[Données de détection d'objets]

+---+

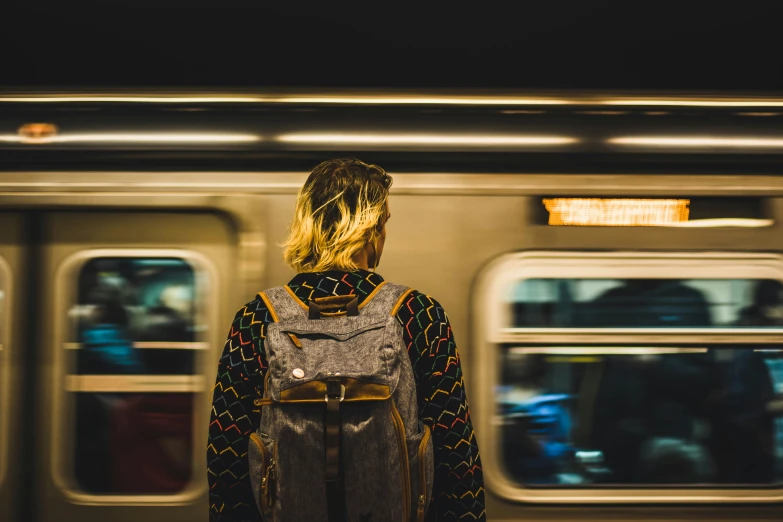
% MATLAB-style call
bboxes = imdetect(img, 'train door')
[35,212,235,522]
[0,213,27,516]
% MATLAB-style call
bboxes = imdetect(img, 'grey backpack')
[248,283,434,522]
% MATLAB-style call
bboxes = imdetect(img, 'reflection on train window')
[64,257,206,495]
[509,279,783,328]
[70,258,203,374]
[73,393,193,495]
[495,345,783,487]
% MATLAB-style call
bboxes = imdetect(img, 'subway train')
[0,90,783,522]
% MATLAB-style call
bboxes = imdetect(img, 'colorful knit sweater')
[207,270,486,522]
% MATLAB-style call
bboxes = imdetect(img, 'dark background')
[0,0,783,93]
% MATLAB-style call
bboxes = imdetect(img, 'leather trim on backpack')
[258,287,280,323]
[391,288,415,317]
[284,281,386,310]
[280,378,391,403]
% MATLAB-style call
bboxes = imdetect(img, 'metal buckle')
[324,384,345,402]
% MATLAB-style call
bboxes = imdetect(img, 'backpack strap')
[324,376,346,522]
[359,282,413,317]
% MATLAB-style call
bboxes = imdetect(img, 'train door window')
[479,253,783,502]
[61,252,209,496]
[0,258,11,484]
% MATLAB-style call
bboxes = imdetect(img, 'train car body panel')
[0,88,783,522]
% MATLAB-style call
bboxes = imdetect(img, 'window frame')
[471,251,783,504]
[0,256,13,486]
[50,248,219,505]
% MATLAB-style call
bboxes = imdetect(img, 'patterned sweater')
[207,270,486,522]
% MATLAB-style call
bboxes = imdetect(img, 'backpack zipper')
[250,432,277,519]
[416,424,430,522]
[391,400,411,522]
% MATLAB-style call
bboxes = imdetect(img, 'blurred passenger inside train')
[588,279,712,328]
[79,299,143,374]
[207,159,486,522]
[738,279,783,327]
[496,354,575,484]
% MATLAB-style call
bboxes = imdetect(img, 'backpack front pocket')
[247,432,277,521]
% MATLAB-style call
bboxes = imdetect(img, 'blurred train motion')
[0,92,783,522]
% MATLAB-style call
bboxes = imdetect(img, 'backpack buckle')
[324,377,345,402]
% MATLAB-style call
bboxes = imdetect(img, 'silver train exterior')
[0,91,783,522]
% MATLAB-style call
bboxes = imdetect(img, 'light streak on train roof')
[668,218,775,228]
[0,92,783,107]
[509,346,707,355]
[275,133,579,146]
[0,95,576,105]
[599,98,783,107]
[0,133,262,145]
[607,136,783,148]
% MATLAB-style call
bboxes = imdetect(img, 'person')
[207,159,486,522]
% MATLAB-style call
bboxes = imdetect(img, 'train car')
[0,90,783,522]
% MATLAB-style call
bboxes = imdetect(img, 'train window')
[63,256,207,496]
[478,253,783,502]
[496,345,783,486]
[510,278,783,328]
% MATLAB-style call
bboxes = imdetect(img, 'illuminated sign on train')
[542,198,690,227]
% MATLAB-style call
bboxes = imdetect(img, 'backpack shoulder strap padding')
[258,292,280,323]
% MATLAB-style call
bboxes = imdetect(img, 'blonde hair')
[280,158,392,272]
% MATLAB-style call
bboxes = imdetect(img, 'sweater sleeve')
[397,291,486,521]
[207,299,271,522]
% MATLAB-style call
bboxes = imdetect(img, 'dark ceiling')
[0,0,783,92]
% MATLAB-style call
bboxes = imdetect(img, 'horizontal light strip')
[0,95,575,105]
[65,342,209,350]
[666,218,775,228]
[598,99,783,107]
[271,96,574,105]
[607,136,783,148]
[509,346,707,355]
[0,94,783,107]
[65,375,204,393]
[0,96,269,103]
[275,134,579,146]
[0,133,262,145]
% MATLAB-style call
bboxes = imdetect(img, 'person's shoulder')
[228,292,272,326]
[388,288,447,321]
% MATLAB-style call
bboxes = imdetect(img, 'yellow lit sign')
[543,198,690,227]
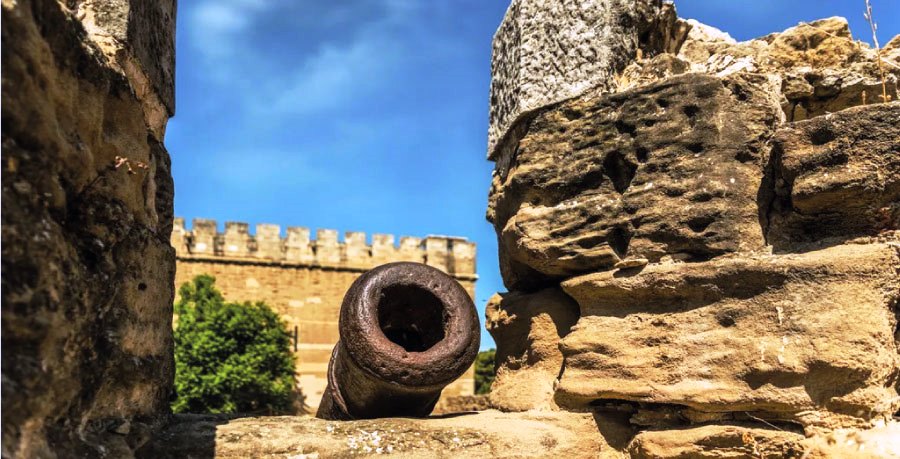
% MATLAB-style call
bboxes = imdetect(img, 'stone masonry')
[172,218,478,408]
[2,0,175,458]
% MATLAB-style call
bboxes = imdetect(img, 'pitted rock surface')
[488,74,780,290]
[766,102,900,251]
[2,0,175,458]
[485,288,578,411]
[138,410,612,459]
[556,243,900,428]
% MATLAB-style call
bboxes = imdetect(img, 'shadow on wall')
[135,414,225,459]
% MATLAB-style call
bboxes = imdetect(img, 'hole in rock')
[603,151,637,194]
[606,227,632,258]
[687,215,716,233]
[378,285,447,352]
[809,126,835,145]
[634,147,650,163]
[616,120,637,137]
[683,105,700,118]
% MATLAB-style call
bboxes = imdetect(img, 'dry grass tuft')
[863,0,890,102]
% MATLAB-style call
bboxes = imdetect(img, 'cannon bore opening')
[378,285,447,352]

+---+

** TÂCHE DONNÉE **
Repérez dans les données ci-dessus chaque ligne contenant le mot « blurred », puis recopiez toutes ces lignes.

** RÉSULTAT **
bboxes = imdetect(img, 'blurred passenger inside train')
bboxes = imdetect(img, 'blurred train motion')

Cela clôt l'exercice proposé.